▶ PROBLEM DETAILS: Without changing anything, reproduce every record below.

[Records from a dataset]
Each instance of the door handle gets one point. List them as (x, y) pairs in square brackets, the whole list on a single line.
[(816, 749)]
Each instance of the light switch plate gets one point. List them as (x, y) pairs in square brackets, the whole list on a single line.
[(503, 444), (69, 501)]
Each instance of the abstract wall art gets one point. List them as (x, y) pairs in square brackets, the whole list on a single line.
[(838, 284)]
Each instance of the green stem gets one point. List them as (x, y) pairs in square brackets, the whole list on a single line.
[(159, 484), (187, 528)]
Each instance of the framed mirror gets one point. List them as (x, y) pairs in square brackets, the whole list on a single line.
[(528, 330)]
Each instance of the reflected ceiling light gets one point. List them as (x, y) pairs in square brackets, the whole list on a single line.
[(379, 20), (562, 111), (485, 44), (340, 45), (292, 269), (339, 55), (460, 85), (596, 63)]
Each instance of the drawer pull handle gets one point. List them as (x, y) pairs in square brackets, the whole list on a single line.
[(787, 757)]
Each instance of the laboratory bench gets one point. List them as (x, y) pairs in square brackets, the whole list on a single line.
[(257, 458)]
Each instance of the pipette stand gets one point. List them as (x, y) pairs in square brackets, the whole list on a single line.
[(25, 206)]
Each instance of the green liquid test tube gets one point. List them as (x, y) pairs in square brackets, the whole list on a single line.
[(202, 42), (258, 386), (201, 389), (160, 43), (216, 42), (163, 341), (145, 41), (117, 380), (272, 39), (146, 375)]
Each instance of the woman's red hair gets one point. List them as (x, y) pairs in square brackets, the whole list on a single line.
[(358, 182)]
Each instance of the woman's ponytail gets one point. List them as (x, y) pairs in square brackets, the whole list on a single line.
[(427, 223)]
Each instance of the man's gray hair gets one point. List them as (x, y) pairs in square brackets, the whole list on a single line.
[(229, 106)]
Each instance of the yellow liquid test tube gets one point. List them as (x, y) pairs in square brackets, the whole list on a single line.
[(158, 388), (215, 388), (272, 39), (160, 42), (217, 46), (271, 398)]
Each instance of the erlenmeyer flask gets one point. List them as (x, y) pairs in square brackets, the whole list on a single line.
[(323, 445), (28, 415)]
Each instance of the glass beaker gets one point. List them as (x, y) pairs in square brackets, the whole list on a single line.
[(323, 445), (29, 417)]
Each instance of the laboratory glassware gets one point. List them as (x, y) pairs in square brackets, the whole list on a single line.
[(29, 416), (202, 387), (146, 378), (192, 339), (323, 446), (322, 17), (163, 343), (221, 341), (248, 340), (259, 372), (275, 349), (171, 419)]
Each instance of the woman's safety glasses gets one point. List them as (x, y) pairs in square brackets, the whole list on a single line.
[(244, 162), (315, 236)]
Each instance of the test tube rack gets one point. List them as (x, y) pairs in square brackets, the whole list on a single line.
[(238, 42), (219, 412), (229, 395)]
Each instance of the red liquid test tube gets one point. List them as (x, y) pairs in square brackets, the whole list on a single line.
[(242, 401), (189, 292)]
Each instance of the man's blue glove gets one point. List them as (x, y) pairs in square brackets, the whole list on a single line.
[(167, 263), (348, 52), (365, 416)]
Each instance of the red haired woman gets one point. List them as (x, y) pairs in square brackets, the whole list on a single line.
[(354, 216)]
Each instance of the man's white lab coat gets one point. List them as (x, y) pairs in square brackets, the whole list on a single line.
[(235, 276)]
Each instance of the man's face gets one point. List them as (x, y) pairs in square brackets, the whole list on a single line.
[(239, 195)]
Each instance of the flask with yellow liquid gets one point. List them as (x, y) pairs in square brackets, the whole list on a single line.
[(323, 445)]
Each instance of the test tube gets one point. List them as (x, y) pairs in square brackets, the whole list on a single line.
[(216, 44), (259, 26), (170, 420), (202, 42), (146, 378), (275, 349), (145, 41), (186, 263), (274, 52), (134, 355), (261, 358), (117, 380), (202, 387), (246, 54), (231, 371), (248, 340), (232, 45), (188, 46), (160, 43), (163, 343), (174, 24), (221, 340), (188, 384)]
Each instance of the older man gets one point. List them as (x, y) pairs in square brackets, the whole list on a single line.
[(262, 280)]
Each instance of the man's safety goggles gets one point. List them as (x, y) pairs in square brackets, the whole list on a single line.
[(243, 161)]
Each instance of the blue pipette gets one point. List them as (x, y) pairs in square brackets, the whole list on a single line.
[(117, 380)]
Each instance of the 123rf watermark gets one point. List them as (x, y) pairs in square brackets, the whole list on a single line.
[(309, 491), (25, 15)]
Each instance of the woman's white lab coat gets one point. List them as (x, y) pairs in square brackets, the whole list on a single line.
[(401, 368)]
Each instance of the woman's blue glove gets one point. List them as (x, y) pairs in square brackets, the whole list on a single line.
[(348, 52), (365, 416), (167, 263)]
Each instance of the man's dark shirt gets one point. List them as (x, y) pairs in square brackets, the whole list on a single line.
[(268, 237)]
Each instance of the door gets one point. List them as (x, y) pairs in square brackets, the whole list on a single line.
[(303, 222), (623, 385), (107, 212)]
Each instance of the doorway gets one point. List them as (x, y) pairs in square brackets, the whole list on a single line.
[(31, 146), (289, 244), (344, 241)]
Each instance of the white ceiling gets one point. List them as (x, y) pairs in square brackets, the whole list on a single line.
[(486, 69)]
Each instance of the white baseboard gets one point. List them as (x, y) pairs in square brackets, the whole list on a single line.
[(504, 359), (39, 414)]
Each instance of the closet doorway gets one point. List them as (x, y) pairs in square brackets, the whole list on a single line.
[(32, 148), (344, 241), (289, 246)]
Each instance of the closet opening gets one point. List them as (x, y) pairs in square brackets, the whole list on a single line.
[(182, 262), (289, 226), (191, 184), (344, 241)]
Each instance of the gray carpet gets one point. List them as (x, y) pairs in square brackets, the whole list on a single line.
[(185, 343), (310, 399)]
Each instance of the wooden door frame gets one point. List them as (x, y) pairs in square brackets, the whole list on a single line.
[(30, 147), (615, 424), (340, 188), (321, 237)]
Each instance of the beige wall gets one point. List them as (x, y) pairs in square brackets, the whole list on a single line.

▶ RESULT:
Each instance of the door handle gets one point. List them as (x, y) pairs in square brackets, the whole list on a single line.
[(816, 749)]
Each instance of the light switch plate gets one point. List them as (x, y) pairs in square brackets, the whole list on a single line.
[(503, 444), (69, 501)]
Each instance of the abstract wall art gets one point. List them as (x, y) pairs in square brackets, the whole list on a single line.
[(838, 284)]
Each instance of the green stem gets one point. List them as (x, y) pairs in square brackets, the whole list on a single line.
[(159, 484), (187, 528)]
Each instance of the framed mirror gets one point. List them as (x, y) pairs in square brackets, the whole list on a single line.
[(528, 330)]
Each instance of the reflected ceiling light gets one point. List them as (x, y) pairs in square brackets, the whole list on a single line.
[(379, 20), (562, 111), (485, 44), (340, 45), (292, 269), (339, 55), (460, 85), (596, 63)]
Each instance of the drawer pull handle gets one point. List them as (x, y) pairs in square brackets, the whole list on a single line.
[(787, 757)]
Each instance of the laboratory bench gets one point. List them as (x, y) pairs in square brackets, the whole list on a single line.
[(257, 458)]
Each instance of the pipette stand gets one point. List them as (x, y) pairs in square brackets, the whole list on a single line.
[(25, 206)]
Each instance of the green liquid test tube gets one point. List them as (x, y) pairs in square brackets, the whole list on a single line.
[(202, 42), (258, 386), (201, 389), (160, 43), (216, 42), (163, 341), (145, 41), (117, 380), (272, 39), (146, 375)]
Each instance of the woman's red hair gets one point. List them as (x, y) pairs in square brackets, the whole list on a single line.
[(358, 182)]
Each instance of the woman's ponytail gets one point. List them as (x, y) pairs in square brackets, the whole list on a single line.
[(427, 223)]
Each instance of the man's gray hair gets one point. List them as (x, y) pairs in square brackets, the whole list on a single line.
[(229, 106)]
Each instance of the yellow liquid test tube gets one point. List them as (x, y) pairs in square brackets, the whole list on a single line.
[(158, 388), (215, 388), (272, 39), (160, 42), (217, 46), (271, 398)]
Each instance of the erlenmeyer flask gets one point. List them as (x, y) pairs in square brackets, the whole list on a single line.
[(323, 445), (28, 415)]
Each instance of the glass beaker gets one point. List them as (x, y) pairs in square brackets, the whole list on a single line.
[(323, 445), (29, 417)]
Each instance of the laboratory glassware gets one point. List them as (x, y) pairs in square brackets, the whole list on a single line.
[(29, 416), (202, 387), (146, 378), (192, 339), (323, 446), (322, 17), (163, 343), (221, 341), (248, 340), (259, 372), (275, 349), (171, 419)]
Each instance of the woman's safety glasses gets one point. List them as (x, y) pairs in square brackets, the whole list on a single line.
[(244, 162), (315, 236)]
Each instance of the test tube rack gets one point. List them as (x, y) pairs in square brackets, the whole list on a single line.
[(238, 42), (219, 412), (229, 395)]
Each instance of the red liquid test tube gets one point. List them as (x, y) pairs in square brackets, the whole list on a single line.
[(242, 401), (189, 292)]
Each instance of the man's blue glove gets one point. List them as (x, y) pairs in square brackets, the whole list on a single line.
[(167, 263), (348, 52), (365, 416)]
Each instance of the red haired woman gets one point. List them as (x, y) pairs in square brackets, the whole list on a single line.
[(354, 216)]
Each instance of the man's white lab coat gets one point. List them as (x, y) pairs in square brackets, the whole list on a single line.
[(235, 276)]
Each instance of the man's face gets one point. List them as (x, y) pairs in square brackets, the whole list on a single line.
[(239, 195)]
Each instance of the flask with yellow liquid gets one point. List them as (x, y) pairs in square brackets, the whole list on a single line.
[(323, 445)]
Each instance of the test tube gets one point. List them as (x, y) pairs in square brackets, the whole list on a single line.
[(216, 44), (259, 26), (170, 420), (202, 42), (146, 378), (275, 349), (145, 41), (186, 263), (274, 52), (134, 355), (261, 358), (117, 380), (202, 387), (246, 54), (231, 371), (248, 340), (232, 45), (188, 46), (160, 43), (163, 343), (174, 24), (221, 340), (188, 384)]
Each instance of the older man gets one point. List them as (x, y) pairs in square brackets, the whole list on a single line.
[(262, 280)]
Each instance of the man's safety goggles gets one point. List them as (x, y) pairs in square brackets, the whole list on a single line.
[(243, 161)]
Each instance of the blue pipette gets one point. List them as (x, y) pairs in square brackets, the whole list on a single line.
[(117, 380)]
Each instance of the 123rf watermark gets one point. List them as (x, y) pairs in square brackets, the whole list on a single line.
[(309, 491), (25, 15)]
Each instance of the woman's white lab coat gets one point. List them as (x, y) pairs in square brackets, the whole list on a single line.
[(401, 368)]
Each instance of the woman's blue glove gets one point. List them as (x, y) pairs in square brackets, the whole list on a single line.
[(348, 52), (365, 416), (167, 263)]
Each instance of the man's dark shirt gets one point. List them as (x, y) pairs in square brackets, the whole list on a single line.
[(268, 237)]
Each instance of the door gets one point. List them as (x, y) pairs in square brackets, the whole list on a single line.
[(303, 222), (623, 385), (107, 212)]
Each instance of the doorway gets one point. List them as (x, y) pairs in square brackets, the whole list on a single line.
[(31, 146), (289, 244), (344, 241)]
Each instance of the white ceiling gets one point. List them as (x, y) pairs in square brackets, the whole list on a single line.
[(486, 69)]
Each instance of the white baseboard gets one point. List them as (x, y) pairs in square brackets, the whole list on a single line.
[(504, 359), (39, 414)]
Each instance of the closet doorway gets one point. List them as (x, y) pairs in square brackets, the whole list on a single line.
[(32, 148), (344, 241), (289, 246)]
Each instance of the closet opening gets one point. List them as (x, y) pairs in square brackets, the whole list on a single line.
[(182, 262), (289, 226), (191, 184), (344, 241)]
Each instance of the gray carpet gets one point. List them as (x, y) pairs in square brackets, the whole list on a single line.
[(185, 343), (310, 399)]
Each instance of the wooden door frame gets one point. List them as (x, y) pairs in square brackets, the whole list on a single line.
[(30, 147), (615, 424), (340, 188), (321, 237)]
Each instance of the beige wall gets one point. List them as (x, y) pairs in square brackets, the whole list on a single line.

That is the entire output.